▸ Text provided:
# # # # #
I remember as a kid seeing the first glint of tinsel in the supermarket and the instant fission of excitement: Wow! It’s nearly Christmas!

Not so long ago, I greeted the same sight with a feeling of dread. Christmas already? Oh, no!

At its core, the season’s celebrations are primarily around family. This is wonderful when everything is peachy at home but can serve as a cruel reminder if the family has changed in some way through the year.

There’s nothing quite like having to split your holiday with a newly-split family or eat dinner in the presence of the ‘empty chair’.

It’s not just loss that can create stresses at this time of year.  Many of us are struggling to make ends meet and are facing the daunting prospect of going into debt in order to buy presents.  And even the most functional of families can start to fray when you add heat, expectations, alcohol and a year’s worth of disappointments to mull over.

A few years ago, when death rocked our family in September and the December festivities loomed, we made the radical decision to just cancel Christmas.

We still got together, but there were no presents, no Christmas tree and the main meal was a Jamie Oliver risotto.

We held a ritual around candles to honour our loved ones and we breathed a collective sigh of relief that we didn’t have to fight our way through shopping malls, picking over bargains or asphyxiate in a kitchen baking dinners when it was hitting 40 degrees outside.

The ease with which that year’s celebrations passed made me aware of how important it is to minimize the stresses of the season.

So in the spirit of sharing, here are my top seven tips of how to make it through:

  1. If your family has gone through loss or change through the year, take time to have a chat about how Christmas or your festive celebrations should look well before the day.
# # # # #
▸ Material provided:
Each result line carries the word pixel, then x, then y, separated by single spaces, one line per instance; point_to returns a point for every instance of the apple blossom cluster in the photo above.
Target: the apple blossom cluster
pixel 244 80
# # # # #
▸ Complete the following:
1) In the essay on Christmas stress, what was the main meal the year the family canceled Christmas?
2) Using the essay on Christmas stress, explain why the holiday season can be a cruel reminder for some people.

▸ Responses per task:
1) A Jamie Oliver risotto.

2) The season's celebrations center mainly on family. That is wonderful when all is well at home, but it can be a cruel reminder when the family has changed in some way during the year.